Selected excerpt
A Wider Anthropomorphism Reckoning

de Wynter’s goats arrived in the middle of a broader public fight over LLM sentience. In June 2026, science fiction writer Ted Chiang published an essay in The Atlantic titled “No, Artificial Intelligence Is Not Conscious,” with Microsoft Word as his case study.

“Being open to the possibility that LLMs are conscious is the same as being open to the possibility that Microsoft Word is conscious,” Chiang wrote in an essay on Microsoft Word and LLM consciousness. He asked the reader to imagine that every Word document holding a chat transcript harbours a dormant interlocutor that wakes when the file is opened and dies when it is closed. “Should you consider the possibility that every time you open a Word document, you are bringing multiple conscious interlocutors into existence, and every time you close one, you snuff their existence out?” he wrote. “No.” The framing is near-cousin to de Wynter’s, and de Wynter cites Chiang on his own Substack.

de Wynter is explicit, in both the paper and his Substack post, that he is not arguing about consciousness at all, because it lacks a settled measurement criterion; his target is the experimental designs that pretend otherwise. Chiang’s argument has drawn its own pushback, with critics on LessWrong arguing the Microsoft Word comparison is too convenient, since Word does not produce novel conversational text the way an LLM does. At 80,000 Hours, commentators have called Chiang overconfident in dismissing LLM consciousness without empirical criteria of his own.

Why Goats, and What the Bit-Goat Is Now

Choosing goats was not arbitrary. de Wynter told PC Gamer he wanted a substrate so unintuitive it broke the chat-window spell; Minecraft redstone had already hosted working neural networks, and would have felt like engineering rather than argument. A reader watching de Wynter’s NAND gate resolve in the annotated GIF sees the calculation for what it is, a deterministic script. The paper itself describes the work as “meant to illustrate the illusion of anthropomorphic attributes in an LLM.” The observer expectations, the paper argues, are what carry the human-like perception.

de Wynter has since published his own plain-language writeup of the paper, while 404 Media, PC Gamer, XDA Developers and the r/aoe2 subreddit have each carried coverage. A widely shared LinkedIn clarification followed, in which he pushed back on readers who took the goats as a comment on consciousness. The paper is now in its third arXiv revision, with the author logging “Fixed corollary 1, added stat sig” on 11 June.

Given data
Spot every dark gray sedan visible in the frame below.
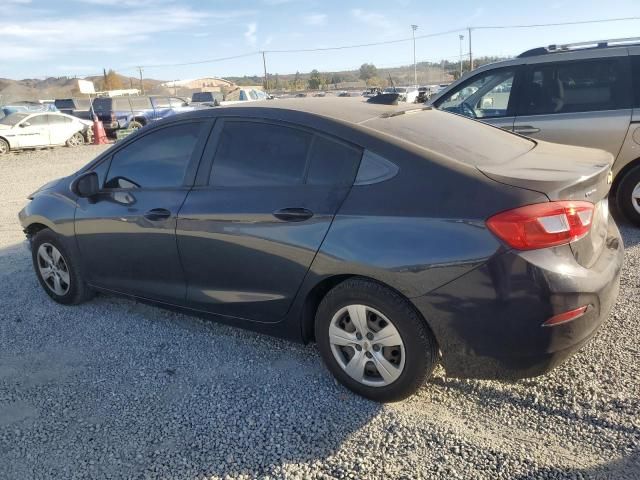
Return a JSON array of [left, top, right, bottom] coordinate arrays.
[[20, 98, 623, 401]]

List of tasks
[A] Answer these questions from the article about de Wynter's goats:
(i) Which publication ran Ted Chiang's essay?
(ii) According to critics on LessWrong, what does Word not do that an LLM does?
(iii) What change did the author log on 11 June?
[B] Take the article about de Wynter's goats further, starting right after its last sentence.
This material has nothing to do with the text.

Expected outputs
[A]
(i) The Atlantic.
(ii) It does not produce novel conversational text.
(iii) "Fixed corollary 1, added stat sig"

[B]
The point of the paper is to formally show that we anthropomorphise too readily, and that sometimes the claims we make with regards to LLMs capabilities are too strong.

That line is from de Wynter, as published by 404 Media on 18 June 2026.

Frequently Asked Questions

Is “If LLMs Have Human-Like Attributes, Then So Does Age of Empires II” a real Microsoft paper?

Yes. It is on arXiv under identifier 2605.31514, authored by Adrian de Wynter, a researcher at Microsoft and the University of York. The first version was submitted 29 May 2026 and the third revision was posted 11 June 2026.

What is a bit-goat?

It is a virtual goat in Age of Empires II used by de Wynter as a 0 or 1 signal carrier inside NAND, XNOR, AND and perceptron circuits. Grass represents 0, a bridge represents 1, ice rails handle concurrency, and the goat is removed once a gate fires.

Did de Wynter prove LLMs are not sentient?

No, and he says he is not trying to. His paper and Substack post both state that consciousness lacks a settled scientific measurement and is therefore outside his scope. The paper argues, instead, that experiments which start from an assumption about human-like attributes are methodologically flawed.

Why does the substrate matter?

Because two implementations of the same model, one in a chat pane and one in goats, can produce identical input and output behaviour while feeling completely different to a human observer. The paper argues the anthropomorphic qualities are not properties of the model but of the interface and the observer’s expectations.

What is the “null assumption” de Wynter proposes?

It is the inverse of an anthropomorphic starting hypothesis. Instead of assuming that an LLM has or lacks a given human-like attribute, the researcher assumes LLM non-uniqueness, meaning the model’s behaviour on its own does not evidence any specific mental quality.